* **Exercise details**
Below is a set of records, and all of them should be retyped exactly, minus the pictures.
=== Records to process ===
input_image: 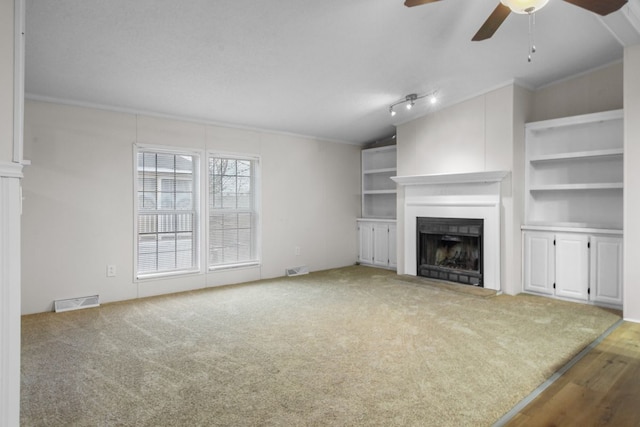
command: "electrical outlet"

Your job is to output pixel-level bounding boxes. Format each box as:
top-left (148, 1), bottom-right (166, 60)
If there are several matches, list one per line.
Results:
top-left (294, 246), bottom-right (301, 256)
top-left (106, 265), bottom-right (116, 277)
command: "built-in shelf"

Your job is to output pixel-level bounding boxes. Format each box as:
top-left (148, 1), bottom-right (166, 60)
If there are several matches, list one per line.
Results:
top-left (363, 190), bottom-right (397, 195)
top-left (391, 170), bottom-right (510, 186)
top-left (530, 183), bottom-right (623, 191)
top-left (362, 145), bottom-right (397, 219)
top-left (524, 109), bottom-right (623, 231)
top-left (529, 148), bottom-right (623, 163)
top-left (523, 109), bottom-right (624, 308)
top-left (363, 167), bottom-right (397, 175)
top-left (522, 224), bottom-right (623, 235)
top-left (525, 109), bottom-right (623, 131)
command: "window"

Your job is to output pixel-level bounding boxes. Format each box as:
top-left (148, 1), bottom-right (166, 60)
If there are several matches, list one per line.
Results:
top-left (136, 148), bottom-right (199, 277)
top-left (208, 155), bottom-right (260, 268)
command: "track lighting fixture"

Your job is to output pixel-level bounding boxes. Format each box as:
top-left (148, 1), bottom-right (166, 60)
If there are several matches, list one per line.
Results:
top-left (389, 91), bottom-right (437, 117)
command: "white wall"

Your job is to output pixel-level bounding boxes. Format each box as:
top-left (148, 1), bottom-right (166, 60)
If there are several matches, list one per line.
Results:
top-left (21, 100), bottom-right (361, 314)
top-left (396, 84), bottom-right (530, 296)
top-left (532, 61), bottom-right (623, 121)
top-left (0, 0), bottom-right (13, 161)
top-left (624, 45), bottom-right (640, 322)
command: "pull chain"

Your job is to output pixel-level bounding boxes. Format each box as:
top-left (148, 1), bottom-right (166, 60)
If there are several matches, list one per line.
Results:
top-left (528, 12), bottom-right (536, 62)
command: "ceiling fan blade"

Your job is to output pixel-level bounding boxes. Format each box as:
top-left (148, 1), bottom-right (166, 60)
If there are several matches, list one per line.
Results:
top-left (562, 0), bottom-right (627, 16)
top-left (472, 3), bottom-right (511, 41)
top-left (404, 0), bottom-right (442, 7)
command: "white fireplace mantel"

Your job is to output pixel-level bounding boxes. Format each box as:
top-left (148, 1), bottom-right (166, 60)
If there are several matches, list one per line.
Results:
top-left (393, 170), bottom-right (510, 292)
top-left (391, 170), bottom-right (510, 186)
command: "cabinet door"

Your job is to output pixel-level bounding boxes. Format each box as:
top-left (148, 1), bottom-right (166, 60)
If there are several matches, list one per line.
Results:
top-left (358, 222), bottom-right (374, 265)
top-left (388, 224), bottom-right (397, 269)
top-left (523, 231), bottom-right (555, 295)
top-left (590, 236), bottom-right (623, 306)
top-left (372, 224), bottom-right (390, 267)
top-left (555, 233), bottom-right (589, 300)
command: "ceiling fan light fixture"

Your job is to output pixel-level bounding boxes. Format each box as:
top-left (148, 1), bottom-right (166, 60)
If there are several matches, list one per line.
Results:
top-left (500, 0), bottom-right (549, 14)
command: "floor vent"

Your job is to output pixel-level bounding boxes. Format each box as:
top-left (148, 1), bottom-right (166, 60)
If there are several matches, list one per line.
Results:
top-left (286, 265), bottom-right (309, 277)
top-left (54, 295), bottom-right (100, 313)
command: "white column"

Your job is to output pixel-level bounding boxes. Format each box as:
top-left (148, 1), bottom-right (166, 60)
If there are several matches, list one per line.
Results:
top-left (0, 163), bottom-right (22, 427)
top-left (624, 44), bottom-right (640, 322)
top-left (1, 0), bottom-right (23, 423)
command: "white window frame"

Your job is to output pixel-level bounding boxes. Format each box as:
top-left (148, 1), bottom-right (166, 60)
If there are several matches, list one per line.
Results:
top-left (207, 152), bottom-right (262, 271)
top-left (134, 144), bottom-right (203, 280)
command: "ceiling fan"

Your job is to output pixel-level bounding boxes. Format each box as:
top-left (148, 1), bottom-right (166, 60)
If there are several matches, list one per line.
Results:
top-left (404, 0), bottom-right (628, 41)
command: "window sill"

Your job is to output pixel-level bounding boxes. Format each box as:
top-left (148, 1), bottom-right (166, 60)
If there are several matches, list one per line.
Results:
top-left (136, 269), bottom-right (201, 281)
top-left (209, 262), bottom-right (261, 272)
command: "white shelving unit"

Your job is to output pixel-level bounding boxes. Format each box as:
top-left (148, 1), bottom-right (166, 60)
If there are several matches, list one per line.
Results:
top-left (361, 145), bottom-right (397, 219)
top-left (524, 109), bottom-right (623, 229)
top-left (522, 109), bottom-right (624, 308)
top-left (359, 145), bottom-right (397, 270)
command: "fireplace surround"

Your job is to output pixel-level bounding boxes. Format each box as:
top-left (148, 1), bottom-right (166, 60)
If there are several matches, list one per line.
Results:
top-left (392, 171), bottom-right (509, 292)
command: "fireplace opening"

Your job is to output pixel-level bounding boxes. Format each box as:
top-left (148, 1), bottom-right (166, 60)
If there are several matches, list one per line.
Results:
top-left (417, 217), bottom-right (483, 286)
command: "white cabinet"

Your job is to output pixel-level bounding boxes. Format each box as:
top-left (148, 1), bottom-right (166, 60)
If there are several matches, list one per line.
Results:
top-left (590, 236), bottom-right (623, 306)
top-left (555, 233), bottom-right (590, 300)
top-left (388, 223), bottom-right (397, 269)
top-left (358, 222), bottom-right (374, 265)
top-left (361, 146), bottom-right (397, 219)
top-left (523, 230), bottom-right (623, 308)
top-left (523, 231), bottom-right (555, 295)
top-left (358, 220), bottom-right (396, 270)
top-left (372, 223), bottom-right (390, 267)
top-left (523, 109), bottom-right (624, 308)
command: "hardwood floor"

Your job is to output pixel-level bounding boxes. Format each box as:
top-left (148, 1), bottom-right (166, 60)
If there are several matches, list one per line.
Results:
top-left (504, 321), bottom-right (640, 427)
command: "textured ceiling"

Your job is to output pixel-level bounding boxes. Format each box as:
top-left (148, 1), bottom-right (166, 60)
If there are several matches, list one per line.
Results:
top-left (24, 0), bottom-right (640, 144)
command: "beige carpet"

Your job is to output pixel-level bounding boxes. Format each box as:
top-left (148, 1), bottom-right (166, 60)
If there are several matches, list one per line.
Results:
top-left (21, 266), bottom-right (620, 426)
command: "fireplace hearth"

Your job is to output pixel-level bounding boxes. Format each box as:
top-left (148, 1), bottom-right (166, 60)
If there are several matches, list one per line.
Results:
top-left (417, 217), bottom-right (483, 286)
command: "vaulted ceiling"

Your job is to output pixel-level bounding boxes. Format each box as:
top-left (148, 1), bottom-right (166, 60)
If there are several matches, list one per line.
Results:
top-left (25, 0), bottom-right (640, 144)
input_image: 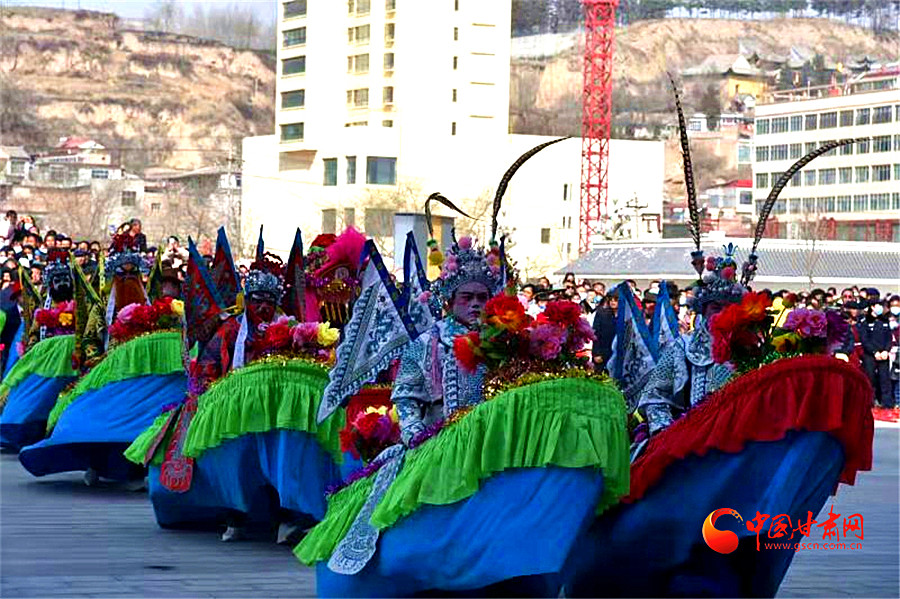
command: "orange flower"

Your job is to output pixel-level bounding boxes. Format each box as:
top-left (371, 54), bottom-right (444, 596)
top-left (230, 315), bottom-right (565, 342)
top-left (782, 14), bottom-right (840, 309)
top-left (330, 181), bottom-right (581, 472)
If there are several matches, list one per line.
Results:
===
* **Your response**
input_image: 
command: "electrical outlet"

Your job is to output pixel-level bounding boxes. Format each box as:
top-left (148, 1), bottom-right (166, 60)
If there are several matches, list one per line.
Results:
top-left (294, 246), bottom-right (301, 256)
top-left (106, 265), bottom-right (116, 277)
command: "built-in shelf"

Your job is to output pixel-level bounding boxes. Format each box as:
top-left (148, 1), bottom-right (166, 60)
If there are several matches, list one per line.
Results:
top-left (363, 190), bottom-right (397, 195)
top-left (391, 170), bottom-right (510, 186)
top-left (530, 183), bottom-right (623, 191)
top-left (362, 145), bottom-right (397, 219)
top-left (524, 109), bottom-right (623, 231)
top-left (529, 148), bottom-right (623, 163)
top-left (523, 109), bottom-right (624, 308)
top-left (363, 167), bottom-right (397, 175)
top-left (522, 224), bottom-right (623, 235)
top-left (525, 109), bottom-right (623, 131)
command: "window"

Your job is to output pixel-level bounding boxes. Format each box as:
top-left (148, 1), bottom-right (166, 60)
If there are several matches, list one per line.
Results:
top-left (136, 148), bottom-right (199, 277)
top-left (208, 155), bottom-right (260, 268)
command: "track lighting fixture"

Your job is to output pixel-level bounding boxes. Format each box as:
top-left (148, 1), bottom-right (166, 60)
If there are several matches, list one per line.
Results:
top-left (389, 91), bottom-right (437, 117)
command: "white wall"

Your job is to output pixel-level bounding boxes. Format each box as:
top-left (148, 1), bottom-right (166, 60)
If there are several matches, list one per line.
Results:
top-left (21, 100), bottom-right (361, 314)
top-left (396, 84), bottom-right (530, 296)
top-left (532, 61), bottom-right (623, 121)
top-left (0, 0), bottom-right (13, 161)
top-left (624, 45), bottom-right (640, 322)
command: "pull chain"

Your job is to output pixel-level bounding boxes. Format each box as:
top-left (148, 1), bottom-right (166, 60)
If there are several matches, list one per line.
Results:
top-left (528, 12), bottom-right (536, 62)
command: "ceiling fan blade"

Your job is to output pixel-level bounding boxes. Format each box as:
top-left (148, 1), bottom-right (166, 60)
If there are several matches, list one per line.
Results:
top-left (562, 0), bottom-right (627, 16)
top-left (472, 3), bottom-right (511, 41)
top-left (404, 0), bottom-right (442, 7)
command: "white fireplace mantel"

Your job is to output pixel-level bounding boxes. Format each box as:
top-left (148, 1), bottom-right (166, 60)
If there are several matches, list one per line.
Results:
top-left (393, 170), bottom-right (510, 292)
top-left (391, 170), bottom-right (510, 186)
command: "cabinet door"

Your job is to output pixel-level bounding boxes. Format each box as:
top-left (148, 1), bottom-right (166, 60)
If there are several matches, list one per line.
Results:
top-left (358, 222), bottom-right (374, 265)
top-left (388, 224), bottom-right (397, 269)
top-left (523, 231), bottom-right (555, 295)
top-left (590, 236), bottom-right (623, 306)
top-left (372, 224), bottom-right (390, 267)
top-left (555, 233), bottom-right (589, 300)
command: "ceiling fan light fixture"

Your job is to output pixel-level bounding boxes. Format each box as:
top-left (148, 1), bottom-right (166, 60)
If there are several matches, list one per line.
Results:
top-left (500, 0), bottom-right (549, 14)
command: "floor vent"

Your job is to output pixel-level bounding boxes. Format each box as:
top-left (148, 1), bottom-right (166, 60)
If there are several matches, list one per line.
Results:
top-left (286, 265), bottom-right (309, 277)
top-left (54, 295), bottom-right (100, 313)
command: "white column"

Your job is to output pixel-level bounding boxes. Format each box as:
top-left (148, 1), bottom-right (166, 60)
If there are several matches, list one per line.
Results:
top-left (0, 163), bottom-right (22, 427)
top-left (624, 44), bottom-right (640, 322)
top-left (1, 0), bottom-right (23, 423)
command: "white window frame"

Your job is to output pixel-level bounding boxes. Format each box as:
top-left (148, 1), bottom-right (166, 60)
If there are several matches, list one per line.
Results:
top-left (207, 152), bottom-right (262, 271)
top-left (134, 144), bottom-right (203, 280)
command: "ceiling fan"

Your job is to output pixel-level bounding boxes. Format each box as:
top-left (148, 1), bottom-right (166, 60)
If there are several matches, list one per line.
Results:
top-left (404, 0), bottom-right (628, 41)
command: "window sill"

Your job is to output pixel-level bounding boxes. Format each box as:
top-left (148, 1), bottom-right (166, 60)
If there are several matches, list one per line.
Results:
top-left (136, 269), bottom-right (201, 281)
top-left (209, 262), bottom-right (261, 272)
command: "white shelving unit"

Your job is to output pixel-level bounding boxes. Format each box as:
top-left (148, 1), bottom-right (166, 60)
If there are several matches, list one per line.
Results:
top-left (361, 145), bottom-right (397, 219)
top-left (524, 109), bottom-right (623, 229)
top-left (522, 109), bottom-right (624, 308)
top-left (359, 145), bottom-right (397, 270)
command: "fireplace surround"

Your job is to output pixel-level bounding boxes. Format each box as:
top-left (148, 1), bottom-right (166, 60)
If there are several matches, list one per line.
Results:
top-left (392, 171), bottom-right (509, 292)
command: "fireplace opening"

Your job is to output pixel-level bounding boxes. Format each box as:
top-left (148, 1), bottom-right (166, 60)
If there are several matches, list one per line.
Results:
top-left (417, 217), bottom-right (483, 286)
command: "white cabinet"

Your job is to output pixel-level bounding boxes. Format each box as:
top-left (148, 1), bottom-right (166, 60)
If there are several matches, list one per line.
Results:
top-left (590, 236), bottom-right (623, 306)
top-left (555, 233), bottom-right (590, 300)
top-left (388, 223), bottom-right (397, 269)
top-left (358, 222), bottom-right (374, 265)
top-left (361, 146), bottom-right (397, 219)
top-left (523, 230), bottom-right (623, 308)
top-left (523, 231), bottom-right (555, 295)
top-left (358, 220), bottom-right (396, 270)
top-left (372, 223), bottom-right (390, 267)
top-left (523, 109), bottom-right (624, 308)
command: "hardwood floor"

Your job is to output pixel-level bounding boxes. Format each box as:
top-left (148, 1), bottom-right (166, 60)
If there are several matches, list one per line.
Results:
top-left (504, 321), bottom-right (640, 427)
command: "textured ceiling"

Your job is to output pixel-level bounding boxes. Format each box as:
top-left (148, 1), bottom-right (166, 60)
If there are several matches, list one per line.
Results:
top-left (24, 0), bottom-right (640, 144)
command: "beige carpet"

Your job is to output pixel-level bounding boxes. Format each box as:
top-left (148, 1), bottom-right (166, 60)
If there are several matches, list one per line.
Results:
top-left (21, 266), bottom-right (620, 426)
command: "fireplace hearth"

Your job is to output pixel-level bounding boxes. Format each box as:
top-left (148, 1), bottom-right (166, 60)
If there are several matches, list one per line.
Results:
top-left (417, 217), bottom-right (483, 286)
command: "vaulted ceiling"

Your job is to output pixel-level bounding boxes. Format each box as:
top-left (148, 1), bottom-right (166, 60)
If there are several matches, list one per line.
Results:
top-left (25, 0), bottom-right (640, 144)
input_image: 
command: "orange flower"

Your job is to output pixel-level bounding boxes. Format each box as:
top-left (371, 54), bottom-right (444, 596)
top-left (230, 315), bottom-right (565, 342)
top-left (782, 14), bottom-right (840, 309)
top-left (330, 181), bottom-right (581, 472)
If there are several matches, list one per line.
Results:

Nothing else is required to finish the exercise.